TEXT EXCERPT |
# Multi-Source Information Retrieval Project
This notebook demonstrates how to build a multi-source information retrieval system that processes documents from various sources and provides relevant answers to user queries. We'll be leveraging different document sources like Wikipedia and Arxiv, as well as vector-based similarity searches.

### Step 1: Setting Up the Environment
We'll start by loading the necessary libraries and modules for document retrieval and processing. Additionally, we'll load environment variables for API keys.

In [1]:
from dotenv import load_dotenv
import os
from langchain_openai import ChatOpenAI
from langchain_community.utilities import WikipediaAPIWrapper, ArxivAPIWrapper
from langchain_community.tools import WikipediaQueryRun, ArxivQueryRun
from langchain.tools.retriever import create_retriever_tool
from langchain.agents import AgentExecutor, create_openai_tools_agent
from langchain import hub

# Load environment variables
load_dotenv()

GIVEN ENTRIES |
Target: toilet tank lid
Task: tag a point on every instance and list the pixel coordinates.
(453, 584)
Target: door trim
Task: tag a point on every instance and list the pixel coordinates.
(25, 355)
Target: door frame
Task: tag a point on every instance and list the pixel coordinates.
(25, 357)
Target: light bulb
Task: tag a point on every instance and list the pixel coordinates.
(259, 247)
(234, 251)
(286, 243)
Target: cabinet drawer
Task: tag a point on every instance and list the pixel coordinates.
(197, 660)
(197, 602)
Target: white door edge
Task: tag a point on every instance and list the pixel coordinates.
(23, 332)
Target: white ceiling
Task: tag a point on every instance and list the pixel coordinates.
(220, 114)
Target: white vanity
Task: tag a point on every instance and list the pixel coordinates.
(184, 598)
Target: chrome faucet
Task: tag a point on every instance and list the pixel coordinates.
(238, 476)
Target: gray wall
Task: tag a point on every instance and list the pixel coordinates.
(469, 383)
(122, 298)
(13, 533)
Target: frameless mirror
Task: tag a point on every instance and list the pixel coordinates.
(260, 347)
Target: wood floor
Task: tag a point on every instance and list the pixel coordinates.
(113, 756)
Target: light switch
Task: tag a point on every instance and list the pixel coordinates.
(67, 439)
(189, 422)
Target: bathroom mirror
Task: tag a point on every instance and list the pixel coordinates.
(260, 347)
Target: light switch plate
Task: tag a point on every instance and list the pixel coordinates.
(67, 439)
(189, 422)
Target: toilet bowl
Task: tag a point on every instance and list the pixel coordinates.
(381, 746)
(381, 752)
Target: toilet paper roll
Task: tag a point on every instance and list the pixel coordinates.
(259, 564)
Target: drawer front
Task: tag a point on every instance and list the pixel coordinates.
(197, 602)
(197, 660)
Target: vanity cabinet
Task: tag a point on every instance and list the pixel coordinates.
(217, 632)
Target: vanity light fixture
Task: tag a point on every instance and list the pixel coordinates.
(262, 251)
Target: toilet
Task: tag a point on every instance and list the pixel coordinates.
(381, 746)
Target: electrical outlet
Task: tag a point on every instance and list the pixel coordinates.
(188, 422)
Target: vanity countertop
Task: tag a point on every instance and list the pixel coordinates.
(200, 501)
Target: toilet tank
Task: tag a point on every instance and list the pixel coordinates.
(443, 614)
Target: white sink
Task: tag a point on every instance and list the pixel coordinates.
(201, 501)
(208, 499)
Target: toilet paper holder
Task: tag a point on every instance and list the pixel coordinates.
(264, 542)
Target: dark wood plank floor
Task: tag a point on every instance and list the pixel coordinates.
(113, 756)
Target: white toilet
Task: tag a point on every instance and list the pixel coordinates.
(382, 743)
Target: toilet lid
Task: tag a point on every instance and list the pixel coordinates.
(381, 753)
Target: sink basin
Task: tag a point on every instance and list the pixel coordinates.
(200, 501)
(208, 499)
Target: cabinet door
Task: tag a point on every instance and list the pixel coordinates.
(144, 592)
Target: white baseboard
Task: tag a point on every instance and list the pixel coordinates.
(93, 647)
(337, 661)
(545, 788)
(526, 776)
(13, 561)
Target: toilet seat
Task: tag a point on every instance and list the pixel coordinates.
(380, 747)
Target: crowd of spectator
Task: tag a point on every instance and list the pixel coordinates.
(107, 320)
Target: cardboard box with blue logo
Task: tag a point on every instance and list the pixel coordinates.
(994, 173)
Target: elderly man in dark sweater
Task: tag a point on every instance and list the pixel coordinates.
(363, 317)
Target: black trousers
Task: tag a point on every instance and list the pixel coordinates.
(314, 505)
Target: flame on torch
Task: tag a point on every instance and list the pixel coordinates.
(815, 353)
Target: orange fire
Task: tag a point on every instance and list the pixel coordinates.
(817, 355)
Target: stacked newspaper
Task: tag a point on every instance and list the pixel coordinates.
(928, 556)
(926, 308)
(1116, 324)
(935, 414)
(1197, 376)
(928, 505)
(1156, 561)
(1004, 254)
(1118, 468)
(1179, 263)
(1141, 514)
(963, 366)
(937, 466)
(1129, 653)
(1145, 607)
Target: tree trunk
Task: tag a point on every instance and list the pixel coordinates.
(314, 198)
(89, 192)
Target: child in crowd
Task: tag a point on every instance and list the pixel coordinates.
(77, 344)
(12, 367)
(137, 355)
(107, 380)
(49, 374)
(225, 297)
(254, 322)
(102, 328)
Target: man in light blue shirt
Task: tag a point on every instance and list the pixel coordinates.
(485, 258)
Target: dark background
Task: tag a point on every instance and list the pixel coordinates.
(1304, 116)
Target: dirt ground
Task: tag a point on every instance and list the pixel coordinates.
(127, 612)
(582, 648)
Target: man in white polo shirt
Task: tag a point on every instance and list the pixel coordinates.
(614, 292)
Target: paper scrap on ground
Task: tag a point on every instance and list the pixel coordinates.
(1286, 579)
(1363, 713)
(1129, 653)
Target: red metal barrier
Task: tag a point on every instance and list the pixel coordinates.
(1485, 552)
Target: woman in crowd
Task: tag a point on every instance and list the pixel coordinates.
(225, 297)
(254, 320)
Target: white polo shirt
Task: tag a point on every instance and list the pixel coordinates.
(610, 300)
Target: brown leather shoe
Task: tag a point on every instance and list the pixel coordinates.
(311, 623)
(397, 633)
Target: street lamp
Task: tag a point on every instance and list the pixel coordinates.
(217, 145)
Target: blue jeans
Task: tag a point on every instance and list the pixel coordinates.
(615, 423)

EXERCISE INSTRUCTIONS |
1. Which two document sources does the retrieval notebook name as examples?
2. Write out the retrieval notebook from "# Multi-Source Information" to "for API keys.", switching "libraries" for "packages".

EXERCISE RESULTS |
1. Wikipedia and Arxiv.

2.
# Multi-Source Information Retrieval Project
This notebook demonstrates how to build a multi-source information retrieval system that processes documents from various sources and provides relevant answers to user queries. We'll be leveraging different document sources like Wikipedia and Arxiv, as well as vector-based similarity searches.

### Step 1: Setting Up the Environment
We'll start by loading the necessary packages and modules for document retrieval and processing. Additionally, we'll load environment variables for API keys.